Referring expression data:
*-*-*
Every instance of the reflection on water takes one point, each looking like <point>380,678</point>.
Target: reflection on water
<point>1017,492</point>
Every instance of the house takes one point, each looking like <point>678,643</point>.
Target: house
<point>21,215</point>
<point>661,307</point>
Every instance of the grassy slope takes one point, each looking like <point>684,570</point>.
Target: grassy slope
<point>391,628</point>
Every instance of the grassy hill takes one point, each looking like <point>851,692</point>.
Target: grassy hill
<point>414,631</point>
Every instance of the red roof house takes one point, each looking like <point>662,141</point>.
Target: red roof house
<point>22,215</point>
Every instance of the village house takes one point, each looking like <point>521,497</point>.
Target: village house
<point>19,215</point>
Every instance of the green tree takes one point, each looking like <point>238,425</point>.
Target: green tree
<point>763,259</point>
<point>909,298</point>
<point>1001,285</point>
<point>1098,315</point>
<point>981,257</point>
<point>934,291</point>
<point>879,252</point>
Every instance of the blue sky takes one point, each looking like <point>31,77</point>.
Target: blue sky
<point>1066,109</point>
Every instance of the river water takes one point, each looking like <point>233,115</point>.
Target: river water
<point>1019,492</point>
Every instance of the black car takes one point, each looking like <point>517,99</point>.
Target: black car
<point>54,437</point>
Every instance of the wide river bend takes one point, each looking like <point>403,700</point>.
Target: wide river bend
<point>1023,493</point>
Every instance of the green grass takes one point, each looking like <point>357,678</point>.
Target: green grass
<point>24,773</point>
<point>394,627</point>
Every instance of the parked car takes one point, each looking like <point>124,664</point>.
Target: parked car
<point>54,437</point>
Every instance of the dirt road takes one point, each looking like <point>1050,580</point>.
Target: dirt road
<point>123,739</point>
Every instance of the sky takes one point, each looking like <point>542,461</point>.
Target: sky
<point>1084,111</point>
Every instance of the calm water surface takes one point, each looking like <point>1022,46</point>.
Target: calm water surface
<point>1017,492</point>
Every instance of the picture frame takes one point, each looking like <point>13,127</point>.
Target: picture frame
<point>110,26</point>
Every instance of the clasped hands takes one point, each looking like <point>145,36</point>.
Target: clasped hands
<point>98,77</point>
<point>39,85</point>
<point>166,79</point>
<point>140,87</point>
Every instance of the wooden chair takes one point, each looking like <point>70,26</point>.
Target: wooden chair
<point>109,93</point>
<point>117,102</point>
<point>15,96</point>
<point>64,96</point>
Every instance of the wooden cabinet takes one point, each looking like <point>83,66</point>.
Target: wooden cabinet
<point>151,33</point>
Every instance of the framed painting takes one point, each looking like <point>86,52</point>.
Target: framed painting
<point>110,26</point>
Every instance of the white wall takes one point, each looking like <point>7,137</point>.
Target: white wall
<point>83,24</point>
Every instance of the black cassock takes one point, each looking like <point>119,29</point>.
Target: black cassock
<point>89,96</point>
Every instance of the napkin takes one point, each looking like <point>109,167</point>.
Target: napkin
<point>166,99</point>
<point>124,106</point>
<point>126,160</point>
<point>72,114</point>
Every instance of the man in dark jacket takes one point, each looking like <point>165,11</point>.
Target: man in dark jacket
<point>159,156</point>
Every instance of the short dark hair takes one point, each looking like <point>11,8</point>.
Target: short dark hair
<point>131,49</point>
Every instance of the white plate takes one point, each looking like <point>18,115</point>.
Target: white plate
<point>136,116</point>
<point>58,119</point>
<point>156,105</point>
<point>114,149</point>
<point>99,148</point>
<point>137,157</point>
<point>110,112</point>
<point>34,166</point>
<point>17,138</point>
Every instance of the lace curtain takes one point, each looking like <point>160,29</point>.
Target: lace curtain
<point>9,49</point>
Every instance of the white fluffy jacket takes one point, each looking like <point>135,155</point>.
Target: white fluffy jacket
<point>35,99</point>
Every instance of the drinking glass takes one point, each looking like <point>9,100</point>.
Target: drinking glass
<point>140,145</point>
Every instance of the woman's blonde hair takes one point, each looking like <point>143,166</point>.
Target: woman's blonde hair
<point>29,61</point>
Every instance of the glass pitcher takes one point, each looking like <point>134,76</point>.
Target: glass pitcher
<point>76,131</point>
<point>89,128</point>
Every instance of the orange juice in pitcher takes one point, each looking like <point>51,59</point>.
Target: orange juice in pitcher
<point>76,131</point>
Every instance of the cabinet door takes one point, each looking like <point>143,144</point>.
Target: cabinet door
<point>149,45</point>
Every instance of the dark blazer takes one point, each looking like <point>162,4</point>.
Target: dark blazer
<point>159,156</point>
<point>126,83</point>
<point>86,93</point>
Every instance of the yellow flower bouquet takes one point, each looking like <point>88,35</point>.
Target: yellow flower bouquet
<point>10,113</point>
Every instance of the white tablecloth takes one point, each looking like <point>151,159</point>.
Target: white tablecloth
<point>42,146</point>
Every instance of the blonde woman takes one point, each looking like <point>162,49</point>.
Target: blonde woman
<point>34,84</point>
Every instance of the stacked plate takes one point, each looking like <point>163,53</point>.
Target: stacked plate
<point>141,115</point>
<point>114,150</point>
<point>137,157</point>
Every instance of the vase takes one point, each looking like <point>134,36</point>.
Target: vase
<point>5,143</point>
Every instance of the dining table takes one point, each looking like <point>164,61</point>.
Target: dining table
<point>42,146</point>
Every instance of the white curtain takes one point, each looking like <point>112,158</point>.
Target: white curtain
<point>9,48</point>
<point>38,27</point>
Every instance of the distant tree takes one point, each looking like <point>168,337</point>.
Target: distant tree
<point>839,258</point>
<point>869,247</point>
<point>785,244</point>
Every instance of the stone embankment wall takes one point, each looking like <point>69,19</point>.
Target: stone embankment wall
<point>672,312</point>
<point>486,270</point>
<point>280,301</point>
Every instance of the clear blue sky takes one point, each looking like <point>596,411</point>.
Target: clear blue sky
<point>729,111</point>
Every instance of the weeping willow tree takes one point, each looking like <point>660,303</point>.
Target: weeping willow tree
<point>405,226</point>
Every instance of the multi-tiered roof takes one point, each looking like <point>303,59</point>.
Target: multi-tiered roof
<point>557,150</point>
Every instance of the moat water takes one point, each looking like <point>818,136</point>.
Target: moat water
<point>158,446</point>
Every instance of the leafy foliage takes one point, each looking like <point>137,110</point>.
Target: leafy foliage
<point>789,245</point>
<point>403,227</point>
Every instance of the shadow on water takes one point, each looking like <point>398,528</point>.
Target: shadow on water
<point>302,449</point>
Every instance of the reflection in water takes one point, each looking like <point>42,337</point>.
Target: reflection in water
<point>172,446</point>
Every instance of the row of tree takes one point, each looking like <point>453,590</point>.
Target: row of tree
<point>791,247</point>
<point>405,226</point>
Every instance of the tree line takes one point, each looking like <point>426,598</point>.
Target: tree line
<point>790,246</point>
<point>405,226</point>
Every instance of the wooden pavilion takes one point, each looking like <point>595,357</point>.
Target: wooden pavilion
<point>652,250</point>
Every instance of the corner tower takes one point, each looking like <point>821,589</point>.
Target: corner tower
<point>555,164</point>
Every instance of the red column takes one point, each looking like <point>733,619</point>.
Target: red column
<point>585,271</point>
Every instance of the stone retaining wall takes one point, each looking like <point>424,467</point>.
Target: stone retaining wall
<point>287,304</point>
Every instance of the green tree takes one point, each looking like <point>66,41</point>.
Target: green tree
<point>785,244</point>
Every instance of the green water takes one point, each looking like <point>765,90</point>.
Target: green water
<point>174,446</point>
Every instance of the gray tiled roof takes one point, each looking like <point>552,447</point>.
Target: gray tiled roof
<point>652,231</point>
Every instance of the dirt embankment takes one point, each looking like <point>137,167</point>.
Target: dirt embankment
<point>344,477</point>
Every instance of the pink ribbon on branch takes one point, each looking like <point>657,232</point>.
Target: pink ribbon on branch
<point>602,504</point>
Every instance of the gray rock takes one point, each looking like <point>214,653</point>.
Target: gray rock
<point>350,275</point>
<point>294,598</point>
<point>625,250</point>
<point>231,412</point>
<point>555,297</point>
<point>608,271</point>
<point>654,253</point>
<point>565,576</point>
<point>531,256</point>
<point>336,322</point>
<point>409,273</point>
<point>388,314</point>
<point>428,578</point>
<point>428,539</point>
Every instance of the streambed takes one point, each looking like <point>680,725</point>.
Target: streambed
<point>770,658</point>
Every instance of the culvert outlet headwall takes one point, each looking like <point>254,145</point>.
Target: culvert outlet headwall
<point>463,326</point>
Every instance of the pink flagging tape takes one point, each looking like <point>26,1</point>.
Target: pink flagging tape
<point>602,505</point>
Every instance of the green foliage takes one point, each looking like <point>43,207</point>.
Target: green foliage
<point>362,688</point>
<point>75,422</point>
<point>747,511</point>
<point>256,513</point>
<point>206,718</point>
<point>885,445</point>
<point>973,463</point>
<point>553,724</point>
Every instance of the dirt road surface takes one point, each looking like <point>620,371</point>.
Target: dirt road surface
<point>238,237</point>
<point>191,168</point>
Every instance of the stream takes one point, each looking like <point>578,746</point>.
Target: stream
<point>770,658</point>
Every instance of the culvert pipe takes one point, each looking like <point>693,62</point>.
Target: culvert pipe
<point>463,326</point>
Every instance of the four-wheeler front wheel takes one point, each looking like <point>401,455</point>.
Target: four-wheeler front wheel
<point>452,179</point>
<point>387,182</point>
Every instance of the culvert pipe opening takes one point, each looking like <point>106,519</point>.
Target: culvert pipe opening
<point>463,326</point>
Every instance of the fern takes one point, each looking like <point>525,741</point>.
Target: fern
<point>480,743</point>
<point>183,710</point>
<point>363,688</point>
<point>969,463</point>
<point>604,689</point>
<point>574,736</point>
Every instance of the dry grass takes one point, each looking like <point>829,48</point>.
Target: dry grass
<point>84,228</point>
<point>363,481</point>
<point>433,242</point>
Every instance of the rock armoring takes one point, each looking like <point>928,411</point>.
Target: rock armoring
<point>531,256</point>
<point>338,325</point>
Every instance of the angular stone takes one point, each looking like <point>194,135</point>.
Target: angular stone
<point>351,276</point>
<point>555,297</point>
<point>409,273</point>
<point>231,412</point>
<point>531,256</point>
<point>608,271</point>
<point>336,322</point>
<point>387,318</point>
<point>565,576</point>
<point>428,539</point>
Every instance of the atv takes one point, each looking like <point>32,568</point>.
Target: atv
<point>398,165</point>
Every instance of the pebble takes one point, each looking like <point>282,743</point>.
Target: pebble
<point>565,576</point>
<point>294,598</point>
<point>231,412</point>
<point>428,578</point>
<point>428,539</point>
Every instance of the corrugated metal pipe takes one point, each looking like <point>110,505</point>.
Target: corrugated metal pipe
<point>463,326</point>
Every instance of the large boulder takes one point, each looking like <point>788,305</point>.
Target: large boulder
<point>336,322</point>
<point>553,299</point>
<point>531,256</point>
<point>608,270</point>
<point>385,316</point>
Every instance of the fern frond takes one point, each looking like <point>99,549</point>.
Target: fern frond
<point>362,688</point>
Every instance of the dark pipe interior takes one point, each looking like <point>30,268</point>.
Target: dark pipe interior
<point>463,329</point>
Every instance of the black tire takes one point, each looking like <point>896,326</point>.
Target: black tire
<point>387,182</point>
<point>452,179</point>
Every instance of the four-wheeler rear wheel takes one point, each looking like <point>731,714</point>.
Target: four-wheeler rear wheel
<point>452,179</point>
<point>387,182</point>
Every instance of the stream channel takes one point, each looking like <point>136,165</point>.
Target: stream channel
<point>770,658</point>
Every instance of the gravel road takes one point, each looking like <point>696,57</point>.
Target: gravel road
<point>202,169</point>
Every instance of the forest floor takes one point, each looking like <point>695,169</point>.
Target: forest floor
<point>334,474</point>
*-*-*
* [Exercise brief]: Output the lines above exactly, but only those between the line holding "Target: cabinet door" and the line holding "Every instance of the stacked", inclusive.

* [Written answer]:
Target: cabinet door
<point>149,45</point>
Every instance of the dark blazer takes one point, each looking like <point>162,4</point>.
Target: dark blazer
<point>159,156</point>
<point>126,83</point>
<point>86,93</point>
Every instance of the yellow flower bouquet takes one point, each looking like <point>88,35</point>.
Target: yellow flower bouquet
<point>10,113</point>
Every instance of the white tablecloth takes one point, each looking like <point>151,159</point>.
Target: white tablecloth
<point>42,146</point>
Every instance of the blonde woman takes one point, each looking like <point>162,49</point>.
Target: blonde woman
<point>34,84</point>
Every instance of the stacked plate takes one point, each looking like <point>163,53</point>.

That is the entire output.